* EXERCISE REQUIREMENTS *
Return the tail of the records exactly, starting from the line containing "Question. The photo above holds the hanging lantern." and ending with the final line.

┌──

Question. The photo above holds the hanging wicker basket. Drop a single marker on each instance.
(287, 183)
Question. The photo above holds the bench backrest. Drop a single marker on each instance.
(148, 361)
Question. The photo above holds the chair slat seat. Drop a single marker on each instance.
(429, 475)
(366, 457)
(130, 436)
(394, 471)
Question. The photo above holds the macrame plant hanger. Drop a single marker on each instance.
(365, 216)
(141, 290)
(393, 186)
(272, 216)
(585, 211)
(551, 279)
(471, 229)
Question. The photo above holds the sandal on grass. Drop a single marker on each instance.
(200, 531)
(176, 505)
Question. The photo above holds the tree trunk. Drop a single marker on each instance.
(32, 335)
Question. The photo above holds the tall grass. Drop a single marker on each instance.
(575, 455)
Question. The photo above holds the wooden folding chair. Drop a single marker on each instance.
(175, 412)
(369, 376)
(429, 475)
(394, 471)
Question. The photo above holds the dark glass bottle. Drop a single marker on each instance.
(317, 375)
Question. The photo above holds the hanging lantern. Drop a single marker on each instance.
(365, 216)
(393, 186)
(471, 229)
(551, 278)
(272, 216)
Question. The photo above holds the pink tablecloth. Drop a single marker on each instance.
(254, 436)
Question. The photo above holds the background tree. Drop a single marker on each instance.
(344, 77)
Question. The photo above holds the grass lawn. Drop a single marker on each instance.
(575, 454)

└──

* FINAL ANSWER *
Question. The photo above holds the hanging lantern. Drop a single marker on each instance.
(365, 216)
(393, 186)
(471, 229)
(551, 278)
(272, 216)
Question. The photo above holds the pink tablecloth. Drop a single marker on each instance.
(254, 436)
Question. The photo above holds the background tree. Drop a single marker on each instance.
(344, 77)
Question. The photo above holds the grass lawn. Drop a single marker on each instance.
(575, 454)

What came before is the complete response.